● **Exercice proposé**
Dans l'article sur le commencement de la vie spirituelle, relevez s'il vous plaît les sortes de problèmes que nous devons sacrifier à Dieu.

● **Extrait du document**
※

COMMENCEMENT
DE LA VIE SPIRITUELLE :
ATTENDRE
TOUT DE DIEU
Par
le hiéromoine Elie
Monastère de la Dormition de la Mère de
Dieu à La Faurie (France)
Le
titre de cet article peut nous surprendre : peut-on
vraiment parler d'un commencement de la vie spirituelle
? Quand est-ce que la vie en Dieu commence réellement
? De même que l'Ancienne Alliance préparait
depuis les origines la Nouvelle, cette fois «
écrite dans le cœur des hommes »(1),
de même stagnait en notre fond, en attendant de
jaillir, telle une nappe phréatique, cette «
eau vive » que nous décrit St Ignace d'Antioche.
Toutefois si l'on peut parler d'un commencement de la
vie spirituelle, c'est parce qu'il y a un moment dans
l'existence où l'on pénètre, plus
consciemment, dans l'intimité de Dieu. Mais cette
intimité est un don divin, un charisme (2) presque,
qui s'enracine dans une attitude d'abandon à
Dieu, de confiance.
On
essaiera ici, humblement, d'apercevoir quelques aspects
de cette attitude, importante par-dessus toutes. Il
faut dire tout de suite que cette attitude d'abandon
de soi est moins un précepte moral qu'une posture
intérieure propice à la floraison de la
vie divine en nous.
La
liturgie orthodoxe (3), dans sa lumineuse hymnographie,
nous exhorte à « déposer tous les
soucis du monde », en confiant en Dieu nos tracas.
Que ce soit des problèmes relationnels, familiaux,
professionnels ou même spirituels, nous devons
tout sacrifier à Dieu, sur l'autel de nos consciences,
afin de recouvrer une certaine disponibilité
à son Esprit. Avant d'être une lourdeur
sensuelle, la pesanteur de la chair est plus encore
le nœud confus et inextricable de nos sentiments,
de nos pensées, de nos projets ou encore de nos
souvenirs. Tout cela, certes, n'est pas mauvais en soi
mais opacifie notre regard. C'est pourquoi il est nécessaire
d'apprendre à se « décréer
» (4) fondamentalement, à tout oublier,
en clair d'apprendre à devenir « tout œil
», comme aimait à le rappeler Abba Macaire
(5), parce qu'en «s'épluchant» de
lui-même, l'homme découvre mystérieusement
Dieu.

※

● **Données fournies**
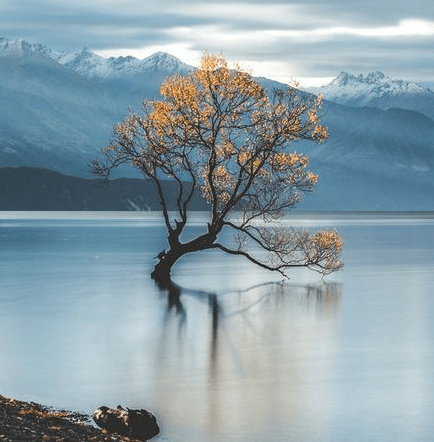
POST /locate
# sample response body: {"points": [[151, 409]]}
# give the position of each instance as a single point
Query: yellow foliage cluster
{"points": [[328, 239]]}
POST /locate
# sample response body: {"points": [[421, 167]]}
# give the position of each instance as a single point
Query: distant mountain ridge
{"points": [[57, 110], [378, 90], [91, 65]]}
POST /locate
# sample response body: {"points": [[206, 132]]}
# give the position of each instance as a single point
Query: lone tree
{"points": [[218, 131]]}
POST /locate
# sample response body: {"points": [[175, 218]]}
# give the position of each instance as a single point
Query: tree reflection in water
{"points": [[262, 344]]}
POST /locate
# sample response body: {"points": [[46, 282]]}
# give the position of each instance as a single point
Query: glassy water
{"points": [[239, 355]]}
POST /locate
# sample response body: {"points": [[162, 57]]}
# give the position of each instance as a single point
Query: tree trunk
{"points": [[161, 272], [162, 269]]}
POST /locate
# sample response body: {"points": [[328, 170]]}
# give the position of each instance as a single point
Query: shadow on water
{"points": [[249, 341]]}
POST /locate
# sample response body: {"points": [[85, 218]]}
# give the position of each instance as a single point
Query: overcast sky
{"points": [[308, 40]]}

※

● **Tâche accomplie**
relationnels, familiaux, professionnels, spirituels